| AIM |
Could you reproduce every line starting at the one that contains "[indicate] grass lawn" and ending at the last line of the entries, requests included, with each answer coordinate scaled by 0.9 and rounded to a whole number, halves up? Leave every number in the requests unchanged, including their format samples, and output only those lines.

| DATA SHOWN |
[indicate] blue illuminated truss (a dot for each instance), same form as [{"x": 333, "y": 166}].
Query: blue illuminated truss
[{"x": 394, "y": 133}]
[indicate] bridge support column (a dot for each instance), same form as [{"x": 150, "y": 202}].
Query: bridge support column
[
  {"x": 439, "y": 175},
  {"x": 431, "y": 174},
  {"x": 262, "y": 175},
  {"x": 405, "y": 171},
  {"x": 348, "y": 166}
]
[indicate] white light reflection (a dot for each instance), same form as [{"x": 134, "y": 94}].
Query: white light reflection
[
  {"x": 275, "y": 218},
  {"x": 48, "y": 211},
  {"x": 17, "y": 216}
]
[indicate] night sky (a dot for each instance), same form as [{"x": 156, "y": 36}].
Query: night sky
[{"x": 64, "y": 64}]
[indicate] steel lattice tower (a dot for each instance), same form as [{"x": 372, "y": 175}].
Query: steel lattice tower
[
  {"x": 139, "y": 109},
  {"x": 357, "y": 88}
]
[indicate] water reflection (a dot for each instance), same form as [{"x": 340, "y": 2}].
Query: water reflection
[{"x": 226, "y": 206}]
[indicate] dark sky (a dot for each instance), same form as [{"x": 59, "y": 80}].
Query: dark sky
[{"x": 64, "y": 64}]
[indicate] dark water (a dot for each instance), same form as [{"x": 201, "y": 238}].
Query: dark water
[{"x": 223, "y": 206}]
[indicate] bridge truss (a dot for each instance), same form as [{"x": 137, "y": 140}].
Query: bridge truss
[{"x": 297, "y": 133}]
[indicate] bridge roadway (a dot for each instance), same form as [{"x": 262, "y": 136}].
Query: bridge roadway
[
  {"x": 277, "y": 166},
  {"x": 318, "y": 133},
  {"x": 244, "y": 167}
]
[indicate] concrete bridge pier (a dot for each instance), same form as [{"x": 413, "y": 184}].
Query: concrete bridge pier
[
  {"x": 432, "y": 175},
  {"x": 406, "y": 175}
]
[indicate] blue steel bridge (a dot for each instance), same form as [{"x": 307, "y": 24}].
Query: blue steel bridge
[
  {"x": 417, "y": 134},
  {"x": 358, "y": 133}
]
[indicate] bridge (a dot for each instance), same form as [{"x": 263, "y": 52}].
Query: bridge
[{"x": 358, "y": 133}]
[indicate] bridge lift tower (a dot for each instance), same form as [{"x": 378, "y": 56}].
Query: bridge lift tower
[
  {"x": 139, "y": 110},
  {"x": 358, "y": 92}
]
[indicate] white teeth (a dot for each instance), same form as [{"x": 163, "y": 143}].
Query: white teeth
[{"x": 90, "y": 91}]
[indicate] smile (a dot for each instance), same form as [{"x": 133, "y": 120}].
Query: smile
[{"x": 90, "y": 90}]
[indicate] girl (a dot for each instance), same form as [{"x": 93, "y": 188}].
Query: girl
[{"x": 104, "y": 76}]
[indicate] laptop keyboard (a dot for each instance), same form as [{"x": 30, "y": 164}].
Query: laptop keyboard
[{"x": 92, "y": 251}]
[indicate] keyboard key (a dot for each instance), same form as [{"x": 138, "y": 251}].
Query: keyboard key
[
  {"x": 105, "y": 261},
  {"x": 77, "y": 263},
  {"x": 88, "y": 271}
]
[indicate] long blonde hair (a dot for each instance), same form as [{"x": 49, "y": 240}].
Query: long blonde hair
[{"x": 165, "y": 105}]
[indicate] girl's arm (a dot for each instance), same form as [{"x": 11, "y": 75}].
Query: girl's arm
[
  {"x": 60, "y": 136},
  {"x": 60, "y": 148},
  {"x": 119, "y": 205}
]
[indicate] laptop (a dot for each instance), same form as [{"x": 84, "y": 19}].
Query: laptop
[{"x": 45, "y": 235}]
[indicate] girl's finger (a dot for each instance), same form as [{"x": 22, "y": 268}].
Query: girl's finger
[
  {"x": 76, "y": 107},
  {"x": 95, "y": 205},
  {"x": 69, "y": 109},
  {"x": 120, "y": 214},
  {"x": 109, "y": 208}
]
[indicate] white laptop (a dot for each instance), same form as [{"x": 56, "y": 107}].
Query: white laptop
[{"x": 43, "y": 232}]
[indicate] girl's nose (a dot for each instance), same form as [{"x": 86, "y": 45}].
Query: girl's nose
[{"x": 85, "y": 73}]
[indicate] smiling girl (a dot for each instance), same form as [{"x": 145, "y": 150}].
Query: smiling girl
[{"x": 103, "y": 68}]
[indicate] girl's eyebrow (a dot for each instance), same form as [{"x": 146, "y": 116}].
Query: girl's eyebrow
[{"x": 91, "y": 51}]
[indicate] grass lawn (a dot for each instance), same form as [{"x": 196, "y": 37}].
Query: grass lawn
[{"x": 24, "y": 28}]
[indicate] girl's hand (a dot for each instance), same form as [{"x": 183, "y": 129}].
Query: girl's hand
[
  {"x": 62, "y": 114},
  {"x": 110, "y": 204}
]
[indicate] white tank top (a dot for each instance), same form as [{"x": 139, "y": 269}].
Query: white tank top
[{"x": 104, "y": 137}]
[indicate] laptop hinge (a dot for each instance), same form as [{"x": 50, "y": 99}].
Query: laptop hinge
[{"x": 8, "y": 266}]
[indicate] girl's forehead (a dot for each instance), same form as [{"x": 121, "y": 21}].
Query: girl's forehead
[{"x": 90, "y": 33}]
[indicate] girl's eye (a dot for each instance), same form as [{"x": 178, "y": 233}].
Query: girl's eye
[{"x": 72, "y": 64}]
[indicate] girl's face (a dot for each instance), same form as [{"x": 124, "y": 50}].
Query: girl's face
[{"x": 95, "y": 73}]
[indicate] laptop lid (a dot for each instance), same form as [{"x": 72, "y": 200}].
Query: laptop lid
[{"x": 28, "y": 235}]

| CORRECT RESPONSE |
[indicate] grass lawn (a dot for each instance), same form as [{"x": 196, "y": 37}].
Query: grass lawn
[{"x": 22, "y": 25}]
[indicate] girl's hand (a dot for each instance), same form as [{"x": 183, "y": 129}].
Query: girl's hand
[
  {"x": 56, "y": 103},
  {"x": 99, "y": 184}
]
[indicate] white tank top (a dot for each instance), same form as [{"x": 139, "y": 269}].
Query: white tank top
[{"x": 94, "y": 123}]
[indicate] laptop hinge (a dot for each instance), same form as [{"x": 50, "y": 99}].
Query: laptop hinge
[{"x": 7, "y": 239}]
[indicate] girl's forehead (a dot for each instance), same form as [{"x": 121, "y": 21}].
Query: girl's forehead
[{"x": 81, "y": 30}]
[indicate] girl's eye (a dot for each instance), same form as [{"x": 178, "y": 233}].
Query: girl's eye
[{"x": 65, "y": 58}]
[indicate] girl's face (a dot for each instance), same form as [{"x": 124, "y": 50}].
Query: girl's face
[{"x": 86, "y": 66}]
[indicate] laptop lid (a dot for each instance), same form as [{"x": 72, "y": 200}].
Query: laptop lid
[{"x": 25, "y": 212}]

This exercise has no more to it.